● What is required: From the line containing "box: [107, 17, 132, 29]" onward, retype each line of the entries below exactly, last line included.

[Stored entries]
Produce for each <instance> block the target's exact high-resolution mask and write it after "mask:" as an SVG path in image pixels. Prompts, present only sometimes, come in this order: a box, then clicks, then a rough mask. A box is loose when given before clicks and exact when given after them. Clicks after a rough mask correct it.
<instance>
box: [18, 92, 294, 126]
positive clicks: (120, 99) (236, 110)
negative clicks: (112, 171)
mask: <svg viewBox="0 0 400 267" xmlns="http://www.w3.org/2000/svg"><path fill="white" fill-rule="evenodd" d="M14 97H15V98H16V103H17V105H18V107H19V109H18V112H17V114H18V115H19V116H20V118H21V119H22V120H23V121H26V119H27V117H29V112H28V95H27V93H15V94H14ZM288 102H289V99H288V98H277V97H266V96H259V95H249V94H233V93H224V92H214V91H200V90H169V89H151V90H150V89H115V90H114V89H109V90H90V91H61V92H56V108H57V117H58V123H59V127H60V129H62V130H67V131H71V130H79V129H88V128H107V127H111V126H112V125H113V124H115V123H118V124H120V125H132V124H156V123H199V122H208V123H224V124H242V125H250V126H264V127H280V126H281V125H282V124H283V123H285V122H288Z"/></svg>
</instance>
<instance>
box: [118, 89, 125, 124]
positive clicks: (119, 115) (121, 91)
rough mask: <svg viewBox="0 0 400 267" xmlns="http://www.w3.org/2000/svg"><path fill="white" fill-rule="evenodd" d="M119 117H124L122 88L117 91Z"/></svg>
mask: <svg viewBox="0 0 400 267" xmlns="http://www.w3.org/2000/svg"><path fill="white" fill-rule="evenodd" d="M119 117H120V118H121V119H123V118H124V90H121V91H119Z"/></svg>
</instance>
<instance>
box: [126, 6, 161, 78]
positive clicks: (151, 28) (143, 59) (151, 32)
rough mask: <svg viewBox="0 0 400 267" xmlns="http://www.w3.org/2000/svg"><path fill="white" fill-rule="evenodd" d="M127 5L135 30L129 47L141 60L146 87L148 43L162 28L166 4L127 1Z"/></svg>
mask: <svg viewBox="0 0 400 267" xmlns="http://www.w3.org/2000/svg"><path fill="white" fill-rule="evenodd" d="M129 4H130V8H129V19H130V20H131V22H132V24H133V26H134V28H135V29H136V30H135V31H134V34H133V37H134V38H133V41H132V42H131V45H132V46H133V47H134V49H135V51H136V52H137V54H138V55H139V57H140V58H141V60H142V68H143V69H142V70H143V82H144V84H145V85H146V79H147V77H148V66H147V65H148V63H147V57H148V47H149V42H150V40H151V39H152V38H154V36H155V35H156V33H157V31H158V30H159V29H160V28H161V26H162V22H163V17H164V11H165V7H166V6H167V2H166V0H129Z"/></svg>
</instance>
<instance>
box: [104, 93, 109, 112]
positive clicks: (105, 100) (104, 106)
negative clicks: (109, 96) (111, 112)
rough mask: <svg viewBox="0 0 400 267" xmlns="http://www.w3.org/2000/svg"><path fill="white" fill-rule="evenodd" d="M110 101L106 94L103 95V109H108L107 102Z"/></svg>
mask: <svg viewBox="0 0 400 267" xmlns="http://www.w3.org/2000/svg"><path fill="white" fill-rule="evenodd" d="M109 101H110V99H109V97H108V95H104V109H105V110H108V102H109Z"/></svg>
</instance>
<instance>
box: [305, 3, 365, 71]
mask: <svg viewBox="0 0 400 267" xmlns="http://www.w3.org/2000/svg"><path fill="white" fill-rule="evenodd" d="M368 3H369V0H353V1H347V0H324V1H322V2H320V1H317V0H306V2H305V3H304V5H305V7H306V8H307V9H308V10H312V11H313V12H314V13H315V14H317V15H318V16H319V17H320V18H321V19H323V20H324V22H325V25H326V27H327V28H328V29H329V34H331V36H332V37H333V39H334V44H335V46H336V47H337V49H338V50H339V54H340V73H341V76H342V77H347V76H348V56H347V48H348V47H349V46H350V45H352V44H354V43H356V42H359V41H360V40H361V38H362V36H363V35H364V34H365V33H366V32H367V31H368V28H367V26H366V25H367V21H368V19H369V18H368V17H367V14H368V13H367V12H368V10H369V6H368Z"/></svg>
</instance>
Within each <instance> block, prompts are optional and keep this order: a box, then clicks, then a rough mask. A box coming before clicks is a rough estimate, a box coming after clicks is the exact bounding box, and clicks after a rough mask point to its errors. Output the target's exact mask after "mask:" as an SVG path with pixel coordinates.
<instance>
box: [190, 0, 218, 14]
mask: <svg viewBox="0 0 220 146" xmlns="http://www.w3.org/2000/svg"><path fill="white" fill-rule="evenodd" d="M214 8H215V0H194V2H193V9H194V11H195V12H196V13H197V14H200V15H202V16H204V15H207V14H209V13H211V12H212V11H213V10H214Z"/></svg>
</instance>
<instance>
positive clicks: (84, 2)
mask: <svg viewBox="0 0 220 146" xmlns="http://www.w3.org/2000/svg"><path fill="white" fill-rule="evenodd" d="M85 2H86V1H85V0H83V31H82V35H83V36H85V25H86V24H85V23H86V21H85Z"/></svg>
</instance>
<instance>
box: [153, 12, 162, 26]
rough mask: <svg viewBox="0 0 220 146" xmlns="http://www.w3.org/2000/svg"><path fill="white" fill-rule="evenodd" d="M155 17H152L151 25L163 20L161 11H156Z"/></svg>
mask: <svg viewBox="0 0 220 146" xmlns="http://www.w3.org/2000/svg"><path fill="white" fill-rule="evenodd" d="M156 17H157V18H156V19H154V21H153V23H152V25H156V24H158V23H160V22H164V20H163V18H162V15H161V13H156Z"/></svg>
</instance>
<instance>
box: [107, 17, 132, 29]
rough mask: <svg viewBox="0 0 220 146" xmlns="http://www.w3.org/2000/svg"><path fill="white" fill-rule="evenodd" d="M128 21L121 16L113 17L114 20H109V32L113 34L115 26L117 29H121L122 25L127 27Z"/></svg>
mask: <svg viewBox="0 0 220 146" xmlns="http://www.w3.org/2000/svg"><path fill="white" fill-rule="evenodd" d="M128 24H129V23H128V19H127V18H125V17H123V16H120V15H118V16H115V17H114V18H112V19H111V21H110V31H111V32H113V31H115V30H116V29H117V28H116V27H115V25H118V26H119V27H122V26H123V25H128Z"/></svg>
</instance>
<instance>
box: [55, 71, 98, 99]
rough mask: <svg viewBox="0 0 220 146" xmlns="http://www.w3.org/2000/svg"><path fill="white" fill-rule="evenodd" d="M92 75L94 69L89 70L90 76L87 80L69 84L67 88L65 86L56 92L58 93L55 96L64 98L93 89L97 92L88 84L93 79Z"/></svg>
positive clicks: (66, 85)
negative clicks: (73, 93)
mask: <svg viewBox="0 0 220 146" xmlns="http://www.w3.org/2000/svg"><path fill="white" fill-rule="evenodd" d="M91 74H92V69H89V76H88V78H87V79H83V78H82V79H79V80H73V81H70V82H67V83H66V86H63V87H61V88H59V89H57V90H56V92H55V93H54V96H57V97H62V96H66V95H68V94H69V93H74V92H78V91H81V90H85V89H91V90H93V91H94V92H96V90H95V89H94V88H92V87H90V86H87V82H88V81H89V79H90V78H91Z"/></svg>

● Finished task:
box: [107, 17, 132, 29]
rough mask: <svg viewBox="0 0 220 146" xmlns="http://www.w3.org/2000/svg"><path fill="white" fill-rule="evenodd" d="M128 21L121 16L113 17L114 20H109V32L113 34L115 26L117 29H121L122 25L127 27Z"/></svg>
mask: <svg viewBox="0 0 220 146" xmlns="http://www.w3.org/2000/svg"><path fill="white" fill-rule="evenodd" d="M128 24H129V23H128V19H127V18H125V17H123V16H120V15H118V16H115V17H114V18H112V19H111V21H110V31H111V32H113V31H115V30H116V29H117V28H116V27H115V25H118V26H119V27H122V26H123V25H128Z"/></svg>
</instance>
<instance>
box: [55, 71, 98, 99]
rough mask: <svg viewBox="0 0 220 146" xmlns="http://www.w3.org/2000/svg"><path fill="white" fill-rule="evenodd" d="M92 75L94 69L89 70L90 76L87 80L69 84L67 88L65 86L56 92L58 93L55 96L64 98L93 89L97 92L88 84L93 79Z"/></svg>
positive clicks: (66, 85)
negative clicks: (73, 93)
mask: <svg viewBox="0 0 220 146" xmlns="http://www.w3.org/2000/svg"><path fill="white" fill-rule="evenodd" d="M91 74H92V69H89V76H88V78H87V79H83V78H82V79H79V80H73V81H70V82H67V83H66V86H63V87H61V88H59V89H57V90H56V92H55V93H54V96H57V97H62V96H66V95H68V94H69V93H74V92H78V91H81V90H85V89H91V90H93V91H94V92H96V90H95V89H94V88H92V87H90V86H87V82H88V81H89V79H90V78H91Z"/></svg>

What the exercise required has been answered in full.